Gabinet doktora Cleckleya
Wokół przedstawienia na studyjnej scenie Teatru Narodowego zdążyło już pojawić się kilka nieporozumień. Samemu tekstowi Kilku dziewczyn Neila LaBute’a dopisuje się wymowę, której on z pewnością nie ma, przy okazji myli gatunki, a równocześnie nie docenia samego przedstawienia Bożeny Suchockiej.
Że tak jest – niech świadczy zasłyszana przez piszącego te słowa wypowiedź pewnej damy od pięciu dekad brylującej na warszawskich salonach. Dama owa po obejrzeniu Kilku dziewczyn z wyraźną wyższością wygłosiła jednozdaniową recenzję: „no, to już się w Narodowym grywa bulwar”. Te nieporozumienia z całą pewnością domagają się wyjaśnień.
Przed premierą można było przeczytać zapowiedzi, że oto w Narodowym obejrzymy historię współczesnego Don Juana. I że jest to komedia.
Bohaterem sztuki La Bute’a jest w istocie uwodziciel. Ile ma jednak wspólnego z Don Juanem? Tyle, że podobnie jak bohater Moliera ma na swoim koncie (czy na sumieniu?) uwiedzione i wykorzystane kobiety. Tylko – inne są pobudki. Uwodzicielstwo Molierowskiego Don Juana ma u swych źródeł metafizyczną rozpacz i bunt, jest wyzywaniem na pojedynek samego Boga, by ten wreszcie okazał swą moc, a przynajmniej obecność. Rzekoma podłość postępków Don Juana jest więc teologią à rebours. A czymże jest uwodzicielska mania Mężczyzny ze sztuki LaBute’a? Ona nie jest nawet wyzywaniem kogokolwiek, nie ma tu żadnej wyższej siły, jaka zatem to antyteologia. Sztuka LaBute’a nie jest więc żadnym Don Juanem ponowoczesnego świata. Czy jest komedią? Kilka dowcipnych ripost, pokazujących w prawdziwym świetle bohatera, komedii nie czyni. Komedia ma wszak oczyszczać śmiechem obyczaje, śmiech ma uzdrawiać. Jeśli w kilku momentach przedstawienia Suchockiej reagujemy śmiechem, to jest to śmiech pełen zawstydzenia, że w ogóle się z tego śmiejemy – i goryczy. Po obejrzeniu Kilku dziewczyn pozostaje za to uczucie głębokiego psychicznego dyskomfortu, może nawet przerażenia. Przez półtorej godziny obcujemy... no właśnie – z kim? Z donżuankiem, lowelasem, kolekcjonerem erotycznych podbojów? Aby pojąć, kim jest Mężczyzna stworzony przez Grzegorza Małeckiego, należy pilnie mu się przyjrzeć.

> _Pokazany listing_
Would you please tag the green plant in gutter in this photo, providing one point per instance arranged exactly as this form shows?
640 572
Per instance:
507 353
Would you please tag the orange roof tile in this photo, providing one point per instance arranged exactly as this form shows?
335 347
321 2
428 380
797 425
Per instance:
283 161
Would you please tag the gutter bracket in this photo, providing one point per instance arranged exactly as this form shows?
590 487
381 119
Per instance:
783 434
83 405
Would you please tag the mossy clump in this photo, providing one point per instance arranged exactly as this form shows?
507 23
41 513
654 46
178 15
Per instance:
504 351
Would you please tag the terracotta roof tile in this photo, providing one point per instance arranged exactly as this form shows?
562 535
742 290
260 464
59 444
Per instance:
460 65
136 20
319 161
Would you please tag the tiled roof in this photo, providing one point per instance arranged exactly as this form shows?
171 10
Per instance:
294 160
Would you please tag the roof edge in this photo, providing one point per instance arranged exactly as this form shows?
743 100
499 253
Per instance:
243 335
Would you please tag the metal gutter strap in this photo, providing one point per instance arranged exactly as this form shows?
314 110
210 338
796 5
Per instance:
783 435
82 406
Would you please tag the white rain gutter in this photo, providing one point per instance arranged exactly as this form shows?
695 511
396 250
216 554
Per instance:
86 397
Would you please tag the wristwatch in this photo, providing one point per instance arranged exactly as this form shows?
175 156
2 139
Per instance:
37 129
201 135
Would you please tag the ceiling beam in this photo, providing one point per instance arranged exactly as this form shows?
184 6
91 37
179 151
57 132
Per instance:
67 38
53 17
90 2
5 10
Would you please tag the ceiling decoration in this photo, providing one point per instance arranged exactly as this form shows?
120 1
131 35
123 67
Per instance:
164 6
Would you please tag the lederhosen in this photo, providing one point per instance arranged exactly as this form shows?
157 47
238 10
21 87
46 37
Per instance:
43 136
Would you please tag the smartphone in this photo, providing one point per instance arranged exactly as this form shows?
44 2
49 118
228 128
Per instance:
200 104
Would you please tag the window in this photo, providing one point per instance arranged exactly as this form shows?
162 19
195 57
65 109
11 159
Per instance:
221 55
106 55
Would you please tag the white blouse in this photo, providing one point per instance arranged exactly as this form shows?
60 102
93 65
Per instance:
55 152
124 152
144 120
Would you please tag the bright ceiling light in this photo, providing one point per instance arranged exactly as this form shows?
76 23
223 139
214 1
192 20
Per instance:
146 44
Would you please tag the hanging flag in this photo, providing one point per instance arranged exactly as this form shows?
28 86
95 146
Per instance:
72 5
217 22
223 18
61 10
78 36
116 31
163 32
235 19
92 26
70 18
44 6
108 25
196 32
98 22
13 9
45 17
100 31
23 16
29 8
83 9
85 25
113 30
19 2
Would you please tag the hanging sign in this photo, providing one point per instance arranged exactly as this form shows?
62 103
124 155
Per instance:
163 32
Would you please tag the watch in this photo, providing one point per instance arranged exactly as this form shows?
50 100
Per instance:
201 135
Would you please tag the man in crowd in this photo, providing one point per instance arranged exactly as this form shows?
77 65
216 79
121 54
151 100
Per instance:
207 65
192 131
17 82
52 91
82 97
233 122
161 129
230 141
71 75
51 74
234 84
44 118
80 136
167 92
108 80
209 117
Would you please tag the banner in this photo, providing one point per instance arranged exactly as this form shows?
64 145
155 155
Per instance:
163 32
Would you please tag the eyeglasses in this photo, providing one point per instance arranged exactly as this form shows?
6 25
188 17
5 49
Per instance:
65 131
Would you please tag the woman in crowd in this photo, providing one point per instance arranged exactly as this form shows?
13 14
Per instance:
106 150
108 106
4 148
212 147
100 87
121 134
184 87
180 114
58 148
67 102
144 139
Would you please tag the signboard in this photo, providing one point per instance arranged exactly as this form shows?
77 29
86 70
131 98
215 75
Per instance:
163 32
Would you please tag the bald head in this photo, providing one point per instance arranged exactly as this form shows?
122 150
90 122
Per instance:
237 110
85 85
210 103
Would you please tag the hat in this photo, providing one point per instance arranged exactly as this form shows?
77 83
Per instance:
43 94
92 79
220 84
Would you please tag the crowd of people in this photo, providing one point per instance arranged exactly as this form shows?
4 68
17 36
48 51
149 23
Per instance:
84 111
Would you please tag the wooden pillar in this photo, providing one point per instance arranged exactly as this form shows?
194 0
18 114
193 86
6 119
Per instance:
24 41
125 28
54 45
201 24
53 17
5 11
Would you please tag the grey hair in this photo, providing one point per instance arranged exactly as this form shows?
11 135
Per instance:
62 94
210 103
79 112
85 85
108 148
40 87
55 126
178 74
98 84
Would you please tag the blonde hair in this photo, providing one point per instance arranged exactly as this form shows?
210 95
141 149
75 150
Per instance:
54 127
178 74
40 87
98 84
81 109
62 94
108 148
...
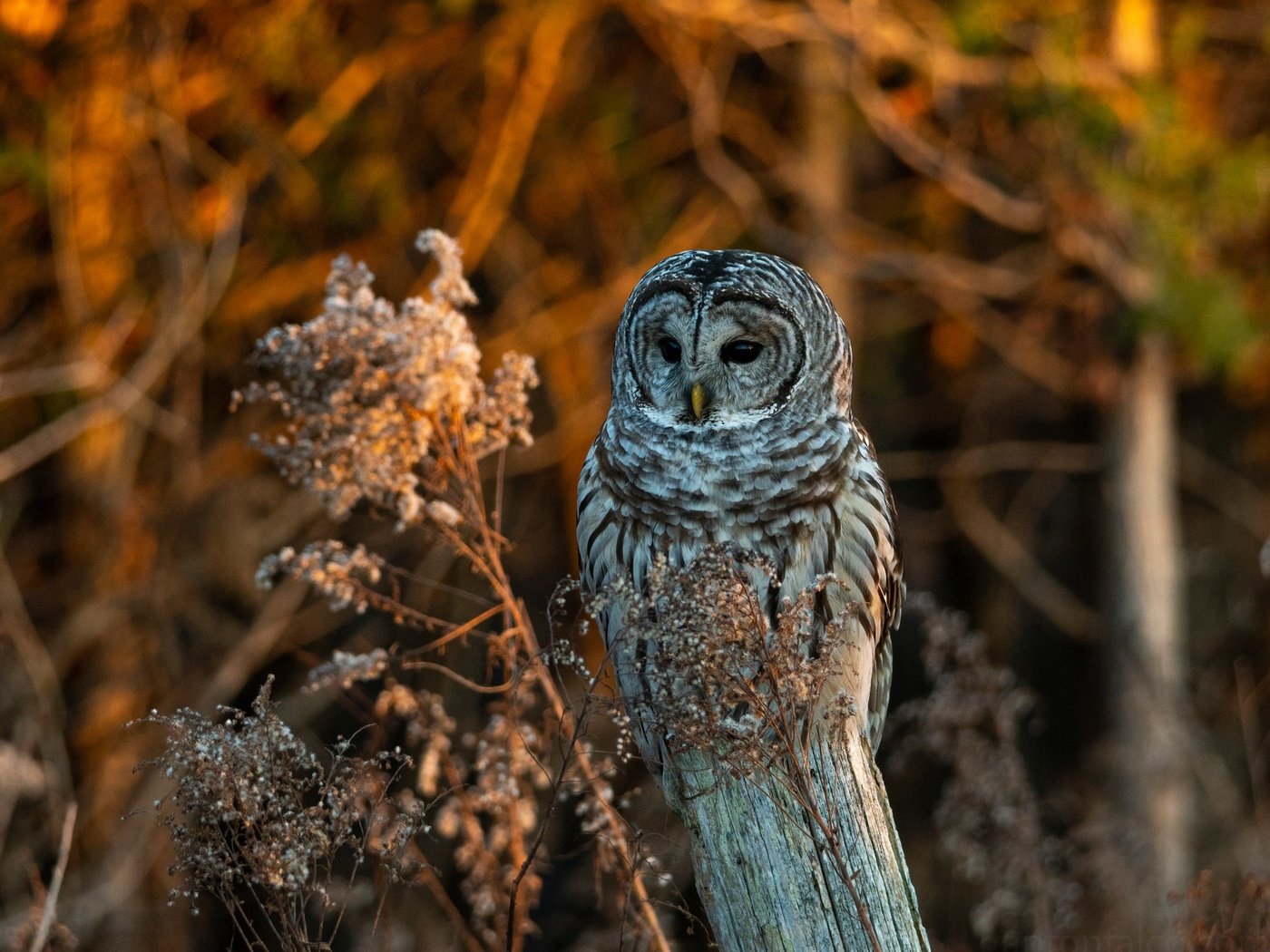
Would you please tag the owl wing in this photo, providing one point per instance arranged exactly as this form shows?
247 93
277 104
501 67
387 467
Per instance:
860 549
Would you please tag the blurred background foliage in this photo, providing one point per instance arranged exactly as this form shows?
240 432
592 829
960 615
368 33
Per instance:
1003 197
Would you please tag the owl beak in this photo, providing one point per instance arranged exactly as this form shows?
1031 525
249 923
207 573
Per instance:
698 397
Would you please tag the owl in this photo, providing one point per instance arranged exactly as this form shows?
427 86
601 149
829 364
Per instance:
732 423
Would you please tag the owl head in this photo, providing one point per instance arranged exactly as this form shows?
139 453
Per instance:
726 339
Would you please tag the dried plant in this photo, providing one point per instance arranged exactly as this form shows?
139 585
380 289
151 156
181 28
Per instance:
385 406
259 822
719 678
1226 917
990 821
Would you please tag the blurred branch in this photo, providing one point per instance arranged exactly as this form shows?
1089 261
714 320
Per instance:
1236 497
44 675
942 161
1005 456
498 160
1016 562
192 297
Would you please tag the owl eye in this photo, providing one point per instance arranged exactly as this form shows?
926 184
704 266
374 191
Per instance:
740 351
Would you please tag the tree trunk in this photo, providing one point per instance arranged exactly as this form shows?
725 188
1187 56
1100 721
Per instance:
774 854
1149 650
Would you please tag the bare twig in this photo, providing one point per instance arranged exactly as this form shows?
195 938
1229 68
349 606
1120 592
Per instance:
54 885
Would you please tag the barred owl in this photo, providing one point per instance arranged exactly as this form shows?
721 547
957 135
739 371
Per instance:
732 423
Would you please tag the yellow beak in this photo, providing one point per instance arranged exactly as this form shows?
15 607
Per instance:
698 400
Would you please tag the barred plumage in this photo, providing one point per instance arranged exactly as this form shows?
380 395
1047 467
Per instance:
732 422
---
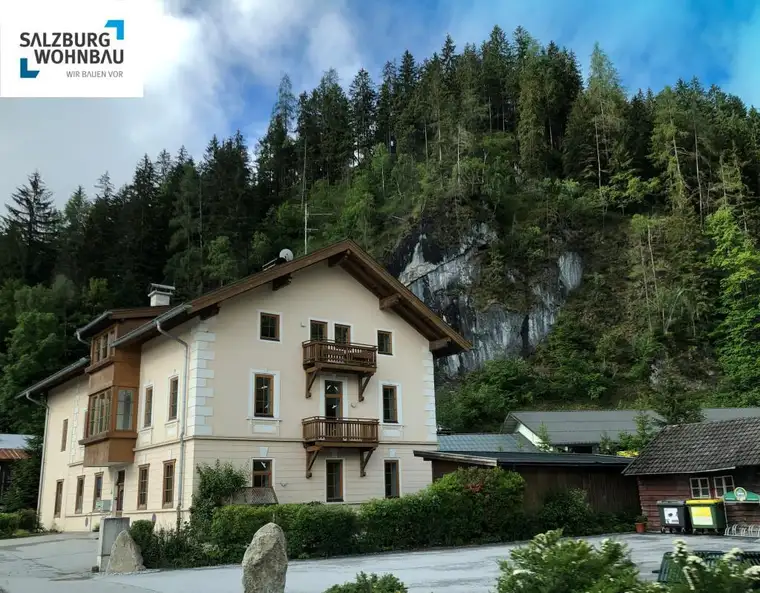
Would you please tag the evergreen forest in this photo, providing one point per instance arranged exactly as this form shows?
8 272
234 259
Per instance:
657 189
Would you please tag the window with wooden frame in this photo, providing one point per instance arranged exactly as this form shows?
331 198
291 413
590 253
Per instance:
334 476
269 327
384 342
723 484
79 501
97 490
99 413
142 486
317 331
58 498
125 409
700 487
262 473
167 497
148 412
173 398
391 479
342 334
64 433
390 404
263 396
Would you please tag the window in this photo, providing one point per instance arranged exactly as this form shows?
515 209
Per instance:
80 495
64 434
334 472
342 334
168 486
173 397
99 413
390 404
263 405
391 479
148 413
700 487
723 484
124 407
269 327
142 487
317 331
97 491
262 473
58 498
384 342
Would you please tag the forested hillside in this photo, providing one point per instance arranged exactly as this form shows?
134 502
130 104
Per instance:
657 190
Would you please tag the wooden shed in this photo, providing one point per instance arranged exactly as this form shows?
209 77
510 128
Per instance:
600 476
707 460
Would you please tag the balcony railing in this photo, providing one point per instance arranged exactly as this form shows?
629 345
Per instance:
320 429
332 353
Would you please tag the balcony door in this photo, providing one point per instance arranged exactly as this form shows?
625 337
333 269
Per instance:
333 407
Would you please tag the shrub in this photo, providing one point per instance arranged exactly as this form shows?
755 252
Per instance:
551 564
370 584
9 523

> _Zadanie 1_
Wyciągnij z listingu wszystkie wiersze, w których występuje ciąg „ceiling”. Uwzględnij wielkość liter.
> _Zadanie 2_
Podejmij na nowo recenzję przedstawienia „Kilka dziewczyn” i pisz ją dalej od ostatniego zdania.

> _Odpowiedź 1_
Would you please tag the ceiling beam in this photo, providing one point per instance arranged exactly as this form shows?
Would you please tag the ceiling decoration in this photo, providing one point per instance arranged exactly as this form shows?
Would you please tag the bright ceiling light in this photo, providing one point per instance arranged exactly as this form shows?

> _Odpowiedź 2_
Aktor nie stworzył nikogo, kto od początku dawałby wyraźne znaki, że lepiej trzymać się od kogoś takiego z daleka. Nie, Mężczyzna Małeckiego jest nawet sympatyczny, sprawia wrażenie bardzo otwartego, bezpośredniego. Potrafi być charmant. Ma swoje słowne natręctwo: „Hehheej!”, które wypowiada beztrosko niczym młody chłopak pragnący zwrócić na siebie uwagę. Potrafi odwrócić nim każdą kryzysową sytuację, zamienić ją w żart.
Mówi dużo o etyce. Uciekając od dość… śmiałych zalotów młodziutkiej Tyler, Mężczyzna Małeckiego jest zakłopotany, wyraźnie pokazuje, że nie ma ochoty na „odświeżenie” dawnych wspomnień, odpycha jej stopę błądzącą uparcie po najintymniejszych okolicach jego ciała – a przecież po chwili leży spleciony w miłosnym uścisku ze swą byłą kochanką – jakby w zamkniętej przeszłości nie wydarzyło się pomiędzy nimi nic złego i jakby jeszcze przed chwilą nie mówił z głębokim przekonaniem, że czeka go ślub, a to niesie za sobą moralne i etyczne zobowiązania. Działa więc pod wpływem impulsów i w gruncie rzeczy wszystkie normy, o których mówi z takim przekonaniem, jego zdają się nie dotyczyć. Świadomy ich istnienia, porzuca je, gdy zaczynają być hamulcem na drodze osiągnięcia tego, co uważa za dobre. Dla siebie.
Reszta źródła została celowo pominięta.